**** RECORD SET ****
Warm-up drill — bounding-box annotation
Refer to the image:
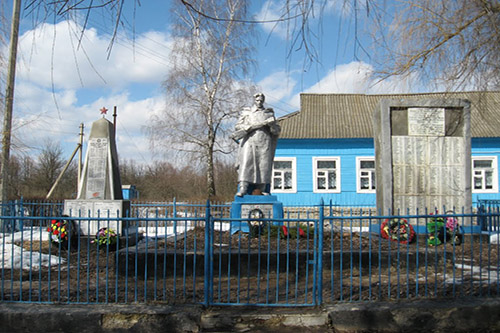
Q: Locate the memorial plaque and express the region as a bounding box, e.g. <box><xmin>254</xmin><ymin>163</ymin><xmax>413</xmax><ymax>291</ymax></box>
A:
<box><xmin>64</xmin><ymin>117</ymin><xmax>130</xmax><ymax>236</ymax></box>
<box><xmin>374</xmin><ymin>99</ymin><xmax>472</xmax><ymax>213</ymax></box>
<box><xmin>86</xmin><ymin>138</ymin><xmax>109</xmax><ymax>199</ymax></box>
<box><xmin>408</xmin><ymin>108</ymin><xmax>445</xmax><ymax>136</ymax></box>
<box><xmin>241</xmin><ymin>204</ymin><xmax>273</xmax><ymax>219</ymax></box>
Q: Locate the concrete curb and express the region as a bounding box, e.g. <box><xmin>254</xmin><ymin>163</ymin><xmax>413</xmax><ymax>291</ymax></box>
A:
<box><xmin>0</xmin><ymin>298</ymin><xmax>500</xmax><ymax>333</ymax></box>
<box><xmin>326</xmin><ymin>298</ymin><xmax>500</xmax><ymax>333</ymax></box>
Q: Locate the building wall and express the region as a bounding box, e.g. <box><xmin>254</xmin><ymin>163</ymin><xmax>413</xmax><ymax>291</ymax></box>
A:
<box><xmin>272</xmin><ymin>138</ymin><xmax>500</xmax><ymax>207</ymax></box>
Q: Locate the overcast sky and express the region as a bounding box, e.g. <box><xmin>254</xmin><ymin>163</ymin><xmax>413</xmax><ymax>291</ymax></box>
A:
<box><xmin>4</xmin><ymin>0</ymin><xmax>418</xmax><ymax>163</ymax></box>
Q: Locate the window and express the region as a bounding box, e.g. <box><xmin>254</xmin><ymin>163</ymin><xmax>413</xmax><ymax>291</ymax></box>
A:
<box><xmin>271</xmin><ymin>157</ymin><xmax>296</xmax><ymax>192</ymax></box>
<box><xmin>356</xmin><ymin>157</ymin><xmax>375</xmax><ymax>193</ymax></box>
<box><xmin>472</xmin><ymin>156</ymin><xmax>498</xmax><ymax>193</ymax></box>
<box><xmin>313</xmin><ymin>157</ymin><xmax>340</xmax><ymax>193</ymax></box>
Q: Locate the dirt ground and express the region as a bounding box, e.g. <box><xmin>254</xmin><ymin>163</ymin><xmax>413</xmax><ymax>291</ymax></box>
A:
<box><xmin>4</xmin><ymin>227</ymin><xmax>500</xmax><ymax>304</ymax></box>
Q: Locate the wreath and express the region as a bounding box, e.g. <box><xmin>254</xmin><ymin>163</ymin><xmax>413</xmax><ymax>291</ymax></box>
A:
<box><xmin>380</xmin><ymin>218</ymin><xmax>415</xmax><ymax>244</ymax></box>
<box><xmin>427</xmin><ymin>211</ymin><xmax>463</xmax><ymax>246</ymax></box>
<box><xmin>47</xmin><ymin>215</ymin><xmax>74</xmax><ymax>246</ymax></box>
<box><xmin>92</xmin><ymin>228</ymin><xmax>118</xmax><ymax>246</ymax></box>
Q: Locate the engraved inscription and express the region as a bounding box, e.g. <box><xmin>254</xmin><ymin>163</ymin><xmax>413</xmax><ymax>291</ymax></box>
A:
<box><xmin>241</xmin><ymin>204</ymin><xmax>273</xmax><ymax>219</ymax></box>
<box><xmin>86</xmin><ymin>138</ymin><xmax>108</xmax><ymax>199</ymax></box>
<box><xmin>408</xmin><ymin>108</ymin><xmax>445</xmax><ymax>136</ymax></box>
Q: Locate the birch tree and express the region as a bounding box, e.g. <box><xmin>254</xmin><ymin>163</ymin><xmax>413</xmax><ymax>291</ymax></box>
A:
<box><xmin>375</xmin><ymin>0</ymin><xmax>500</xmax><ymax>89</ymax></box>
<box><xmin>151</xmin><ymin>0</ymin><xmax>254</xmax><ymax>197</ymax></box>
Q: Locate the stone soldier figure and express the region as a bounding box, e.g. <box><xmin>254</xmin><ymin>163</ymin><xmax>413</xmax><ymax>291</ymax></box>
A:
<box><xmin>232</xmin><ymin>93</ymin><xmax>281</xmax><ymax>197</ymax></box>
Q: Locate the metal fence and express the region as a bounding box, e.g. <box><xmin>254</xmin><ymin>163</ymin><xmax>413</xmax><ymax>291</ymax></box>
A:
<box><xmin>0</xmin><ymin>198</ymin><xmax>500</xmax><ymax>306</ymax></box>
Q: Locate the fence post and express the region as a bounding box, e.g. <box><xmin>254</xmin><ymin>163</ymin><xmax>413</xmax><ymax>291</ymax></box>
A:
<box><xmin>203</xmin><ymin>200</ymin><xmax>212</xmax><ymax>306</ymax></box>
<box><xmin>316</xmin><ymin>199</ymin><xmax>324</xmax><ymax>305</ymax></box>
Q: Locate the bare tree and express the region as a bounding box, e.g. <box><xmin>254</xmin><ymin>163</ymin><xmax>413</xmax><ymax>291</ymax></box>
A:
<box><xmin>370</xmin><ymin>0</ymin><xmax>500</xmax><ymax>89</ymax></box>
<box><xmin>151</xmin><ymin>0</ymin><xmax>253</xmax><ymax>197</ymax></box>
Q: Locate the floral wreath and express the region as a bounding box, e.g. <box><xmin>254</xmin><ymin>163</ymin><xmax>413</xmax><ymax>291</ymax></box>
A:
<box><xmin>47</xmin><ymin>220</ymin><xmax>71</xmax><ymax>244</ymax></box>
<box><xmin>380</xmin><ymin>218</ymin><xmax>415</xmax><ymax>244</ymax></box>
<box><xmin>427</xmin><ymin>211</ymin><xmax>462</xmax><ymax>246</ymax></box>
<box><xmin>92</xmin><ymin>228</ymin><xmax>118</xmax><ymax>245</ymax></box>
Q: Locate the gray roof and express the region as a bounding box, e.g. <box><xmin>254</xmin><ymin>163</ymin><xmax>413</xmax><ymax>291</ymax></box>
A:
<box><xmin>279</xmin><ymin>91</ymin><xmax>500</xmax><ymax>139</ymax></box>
****
● EXERCISE INSTRUCTIONS
Rewrite all the rows above, replacing "Locate" with "Find" and changing nothing else. Leave the pictures out.

● SOLUTION
Warm-up drill — bounding-box annotation
Refer to the image:
Q: Find the memorial plaque and express the region as a bounding box, e.g. <box><xmin>254</xmin><ymin>163</ymin><xmax>413</xmax><ymax>291</ymax></box>
A:
<box><xmin>64</xmin><ymin>117</ymin><xmax>130</xmax><ymax>236</ymax></box>
<box><xmin>374</xmin><ymin>99</ymin><xmax>472</xmax><ymax>213</ymax></box>
<box><xmin>86</xmin><ymin>138</ymin><xmax>109</xmax><ymax>199</ymax></box>
<box><xmin>408</xmin><ymin>108</ymin><xmax>445</xmax><ymax>136</ymax></box>
<box><xmin>241</xmin><ymin>204</ymin><xmax>273</xmax><ymax>219</ymax></box>
Q: Find the concrete curb and express the region as a bounding box, e.g. <box><xmin>254</xmin><ymin>163</ymin><xmax>413</xmax><ymax>291</ymax></box>
A:
<box><xmin>0</xmin><ymin>298</ymin><xmax>500</xmax><ymax>333</ymax></box>
<box><xmin>326</xmin><ymin>298</ymin><xmax>500</xmax><ymax>333</ymax></box>
Q: Find the building wall and express the region as a bounding box, e.g. <box><xmin>254</xmin><ymin>163</ymin><xmax>413</xmax><ymax>291</ymax></box>
A:
<box><xmin>272</xmin><ymin>138</ymin><xmax>500</xmax><ymax>207</ymax></box>
Q: Find the overcast sky and express the region as a bounding box, e.g. <box><xmin>254</xmin><ymin>163</ymin><xmax>413</xmax><ymax>291</ymax></box>
A:
<box><xmin>4</xmin><ymin>0</ymin><xmax>418</xmax><ymax>163</ymax></box>
Q: Find the window and express the region as a bounding box, e.g. <box><xmin>254</xmin><ymin>163</ymin><xmax>413</xmax><ymax>291</ymax></box>
A:
<box><xmin>271</xmin><ymin>157</ymin><xmax>296</xmax><ymax>192</ymax></box>
<box><xmin>356</xmin><ymin>157</ymin><xmax>375</xmax><ymax>193</ymax></box>
<box><xmin>472</xmin><ymin>156</ymin><xmax>498</xmax><ymax>193</ymax></box>
<box><xmin>313</xmin><ymin>157</ymin><xmax>340</xmax><ymax>193</ymax></box>
Q: Find the dirt ground and express the region as a bounding box, e.g. <box><xmin>254</xmin><ymin>163</ymin><xmax>413</xmax><ymax>291</ymax></box>
A:
<box><xmin>4</xmin><ymin>227</ymin><xmax>500</xmax><ymax>304</ymax></box>
Q: Find the wreath and express the region as a bounding box, e.g. <box><xmin>254</xmin><ymin>163</ymin><xmax>413</xmax><ymax>291</ymax></box>
A:
<box><xmin>380</xmin><ymin>218</ymin><xmax>415</xmax><ymax>244</ymax></box>
<box><xmin>427</xmin><ymin>211</ymin><xmax>463</xmax><ymax>246</ymax></box>
<box><xmin>47</xmin><ymin>215</ymin><xmax>74</xmax><ymax>246</ymax></box>
<box><xmin>92</xmin><ymin>228</ymin><xmax>118</xmax><ymax>246</ymax></box>
Q: Find the engraved inscription and express the region as a bounding box, e.g. <box><xmin>254</xmin><ymin>163</ymin><xmax>413</xmax><ymax>291</ymax></box>
A:
<box><xmin>241</xmin><ymin>204</ymin><xmax>273</xmax><ymax>219</ymax></box>
<box><xmin>86</xmin><ymin>138</ymin><xmax>108</xmax><ymax>199</ymax></box>
<box><xmin>408</xmin><ymin>108</ymin><xmax>445</xmax><ymax>136</ymax></box>
Q: Find the birch tree and express the region as a bounding box, e.g. <box><xmin>254</xmin><ymin>163</ymin><xmax>413</xmax><ymax>291</ymax></box>
A:
<box><xmin>375</xmin><ymin>0</ymin><xmax>500</xmax><ymax>89</ymax></box>
<box><xmin>151</xmin><ymin>0</ymin><xmax>254</xmax><ymax>197</ymax></box>
Q: Find the stone soldier figure and express the region as a bounding box, e.g. <box><xmin>254</xmin><ymin>163</ymin><xmax>413</xmax><ymax>291</ymax></box>
A:
<box><xmin>232</xmin><ymin>93</ymin><xmax>281</xmax><ymax>197</ymax></box>
Q: Find the metal fence and express the region as a bounding box, e.g. <box><xmin>254</xmin><ymin>163</ymin><xmax>413</xmax><ymax>291</ymax></box>
A:
<box><xmin>0</xmin><ymin>198</ymin><xmax>500</xmax><ymax>306</ymax></box>
Q: Find the fence post and express the region as a bounding box, e.g. <box><xmin>254</xmin><ymin>163</ymin><xmax>413</xmax><ymax>291</ymax></box>
A:
<box><xmin>203</xmin><ymin>200</ymin><xmax>212</xmax><ymax>306</ymax></box>
<box><xmin>316</xmin><ymin>199</ymin><xmax>324</xmax><ymax>305</ymax></box>
Q: Find the bare tree and express the region as a bounding box, e.g. <box><xmin>254</xmin><ymin>163</ymin><xmax>413</xmax><ymax>291</ymax></box>
A:
<box><xmin>370</xmin><ymin>0</ymin><xmax>500</xmax><ymax>89</ymax></box>
<box><xmin>151</xmin><ymin>0</ymin><xmax>253</xmax><ymax>197</ymax></box>
Q: Find the floral wreath and express the region as a bounding box, e.g. <box><xmin>254</xmin><ymin>163</ymin><xmax>413</xmax><ymax>291</ymax></box>
A:
<box><xmin>47</xmin><ymin>220</ymin><xmax>71</xmax><ymax>244</ymax></box>
<box><xmin>380</xmin><ymin>218</ymin><xmax>415</xmax><ymax>244</ymax></box>
<box><xmin>427</xmin><ymin>211</ymin><xmax>462</xmax><ymax>246</ymax></box>
<box><xmin>92</xmin><ymin>228</ymin><xmax>118</xmax><ymax>245</ymax></box>
Q: Find the gray roof and express the region as a bounding box, e.g. <box><xmin>254</xmin><ymin>163</ymin><xmax>413</xmax><ymax>291</ymax></box>
A:
<box><xmin>279</xmin><ymin>91</ymin><xmax>500</xmax><ymax>139</ymax></box>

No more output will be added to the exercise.